**MATERIALS PROVIDED**.
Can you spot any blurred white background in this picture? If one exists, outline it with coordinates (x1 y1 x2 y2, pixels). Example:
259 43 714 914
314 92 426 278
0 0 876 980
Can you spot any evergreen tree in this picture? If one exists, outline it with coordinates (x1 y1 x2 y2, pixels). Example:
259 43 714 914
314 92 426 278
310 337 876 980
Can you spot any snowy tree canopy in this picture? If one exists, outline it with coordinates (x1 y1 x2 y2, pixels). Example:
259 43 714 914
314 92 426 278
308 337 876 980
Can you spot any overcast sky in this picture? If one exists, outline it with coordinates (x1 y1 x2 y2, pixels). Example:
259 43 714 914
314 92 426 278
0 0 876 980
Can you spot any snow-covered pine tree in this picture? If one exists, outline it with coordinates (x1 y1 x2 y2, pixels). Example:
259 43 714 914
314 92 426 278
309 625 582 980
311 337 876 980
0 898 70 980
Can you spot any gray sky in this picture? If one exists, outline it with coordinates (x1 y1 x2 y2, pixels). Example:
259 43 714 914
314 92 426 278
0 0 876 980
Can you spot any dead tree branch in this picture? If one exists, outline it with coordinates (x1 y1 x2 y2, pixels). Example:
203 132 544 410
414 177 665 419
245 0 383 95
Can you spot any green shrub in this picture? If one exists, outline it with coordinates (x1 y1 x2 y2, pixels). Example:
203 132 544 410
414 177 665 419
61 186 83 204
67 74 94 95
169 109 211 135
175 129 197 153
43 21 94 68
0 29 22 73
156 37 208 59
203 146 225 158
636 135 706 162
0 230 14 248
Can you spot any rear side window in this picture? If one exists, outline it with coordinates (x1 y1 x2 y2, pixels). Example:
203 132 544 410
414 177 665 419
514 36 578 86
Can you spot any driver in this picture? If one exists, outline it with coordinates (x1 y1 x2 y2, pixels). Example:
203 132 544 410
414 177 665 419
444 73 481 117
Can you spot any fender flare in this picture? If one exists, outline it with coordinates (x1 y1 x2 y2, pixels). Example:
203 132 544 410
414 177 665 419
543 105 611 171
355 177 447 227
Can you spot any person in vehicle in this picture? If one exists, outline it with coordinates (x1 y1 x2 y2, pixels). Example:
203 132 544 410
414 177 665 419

**REQUIRED WORK**.
Pick out each line of the items above that contains the word "tree", and copy those lines.

**OUTPUT FOR THIS EXERCISE**.
Can you spot any evergreen tree in this picture? If one exists, outline it with coordinates (x1 y1 x2 y2, pixels). Example:
Can you spot any snowy tree canopy in this picture? If one exists, outline it with coordinates (x1 y1 x2 y2, pixels). Example:
Can you spot any snow-covered pine tree in this picture? If one exists, outline it with coordinates (x1 y1 x2 y2, pixels). Example:
Can you spot any dead tree branch in this picture? If one exists, outline it with coordinates (x1 y1 x2 y2, pixels). Example:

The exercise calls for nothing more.